▸ EXERCISE REQUIREMENTS
Please locate every line in the items below that contains the word "walkway" and copy each of those lines.

** start RECORDS FOR THIS TASK **

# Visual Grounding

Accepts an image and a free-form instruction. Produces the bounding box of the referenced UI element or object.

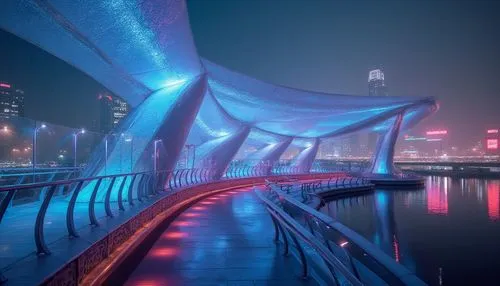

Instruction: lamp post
[186,144,196,168]
[125,136,134,173]
[73,128,85,168]
[31,123,47,179]
[153,139,161,175]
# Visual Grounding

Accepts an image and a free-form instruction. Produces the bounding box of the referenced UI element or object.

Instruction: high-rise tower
[97,93,129,133]
[0,82,24,118]
[368,69,388,96]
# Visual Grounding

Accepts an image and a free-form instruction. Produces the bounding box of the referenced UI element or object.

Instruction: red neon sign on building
[486,139,498,150]
[425,130,448,135]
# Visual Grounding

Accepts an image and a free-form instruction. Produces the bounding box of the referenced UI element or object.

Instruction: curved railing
[0,167,320,254]
[258,190,425,285]
[267,173,374,205]
[0,168,81,186]
[257,189,363,285]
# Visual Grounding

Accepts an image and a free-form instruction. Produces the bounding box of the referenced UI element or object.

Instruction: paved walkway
[126,188,316,286]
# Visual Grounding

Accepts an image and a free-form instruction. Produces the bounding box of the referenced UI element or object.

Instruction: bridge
[0,0,438,285]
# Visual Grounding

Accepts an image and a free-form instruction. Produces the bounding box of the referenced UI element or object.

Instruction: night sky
[0,0,500,147]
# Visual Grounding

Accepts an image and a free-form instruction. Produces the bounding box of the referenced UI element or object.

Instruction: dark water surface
[322,177,500,285]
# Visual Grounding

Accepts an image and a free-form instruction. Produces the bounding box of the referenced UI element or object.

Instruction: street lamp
[73,128,85,168]
[125,136,134,173]
[153,139,161,174]
[31,123,47,174]
[186,144,196,168]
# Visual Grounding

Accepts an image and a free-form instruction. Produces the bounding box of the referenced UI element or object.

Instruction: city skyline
[0,1,500,151]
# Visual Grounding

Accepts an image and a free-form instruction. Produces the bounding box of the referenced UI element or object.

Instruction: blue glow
[0,0,438,194]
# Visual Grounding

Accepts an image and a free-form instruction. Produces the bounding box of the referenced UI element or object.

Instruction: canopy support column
[370,113,403,175]
[78,74,207,201]
[196,126,250,180]
[292,138,320,173]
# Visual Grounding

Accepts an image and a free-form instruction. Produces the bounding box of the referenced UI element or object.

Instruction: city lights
[486,139,498,150]
[425,130,448,135]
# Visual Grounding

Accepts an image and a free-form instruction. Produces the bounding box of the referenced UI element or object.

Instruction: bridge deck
[126,188,316,285]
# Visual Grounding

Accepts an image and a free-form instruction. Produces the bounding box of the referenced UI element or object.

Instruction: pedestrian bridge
[0,0,438,285]
[0,170,421,285]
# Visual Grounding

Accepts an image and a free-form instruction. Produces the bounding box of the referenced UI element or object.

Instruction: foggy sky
[0,0,500,145]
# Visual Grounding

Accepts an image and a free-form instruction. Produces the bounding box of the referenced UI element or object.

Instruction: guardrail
[0,169,340,282]
[0,168,81,186]
[267,177,373,205]
[257,190,426,285]
[0,167,320,254]
[256,189,363,285]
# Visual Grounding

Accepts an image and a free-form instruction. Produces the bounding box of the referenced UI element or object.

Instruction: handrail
[0,171,152,193]
[280,189,426,285]
[256,191,363,285]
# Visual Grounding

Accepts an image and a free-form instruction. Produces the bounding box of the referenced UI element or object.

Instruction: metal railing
[258,189,426,285]
[0,168,82,186]
[267,173,373,205]
[256,189,363,285]
[0,167,320,260]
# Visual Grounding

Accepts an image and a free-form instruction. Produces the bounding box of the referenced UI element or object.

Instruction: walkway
[126,188,316,286]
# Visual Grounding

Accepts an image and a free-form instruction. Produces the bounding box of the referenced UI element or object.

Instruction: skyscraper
[97,93,129,133]
[367,69,388,153]
[0,82,24,118]
[368,69,388,96]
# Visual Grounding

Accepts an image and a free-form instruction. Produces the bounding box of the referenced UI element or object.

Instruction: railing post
[118,175,128,211]
[127,174,138,206]
[104,177,116,217]
[174,170,180,189]
[136,173,146,203]
[89,178,103,226]
[66,181,83,237]
[35,185,57,255]
[168,171,174,191]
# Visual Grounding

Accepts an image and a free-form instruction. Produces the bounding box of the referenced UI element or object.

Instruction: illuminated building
[368,69,388,96]
[485,128,500,155]
[488,181,500,221]
[0,0,438,201]
[97,94,129,133]
[0,82,24,118]
[425,129,448,156]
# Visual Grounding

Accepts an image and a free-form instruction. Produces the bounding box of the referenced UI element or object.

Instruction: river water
[322,177,500,285]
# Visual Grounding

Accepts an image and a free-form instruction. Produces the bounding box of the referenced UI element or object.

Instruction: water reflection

** end RECORDS FOR THIS TASK **

▸ RESULT FOR THIS TASK
Instruction: paved walkway
Instruction: walkway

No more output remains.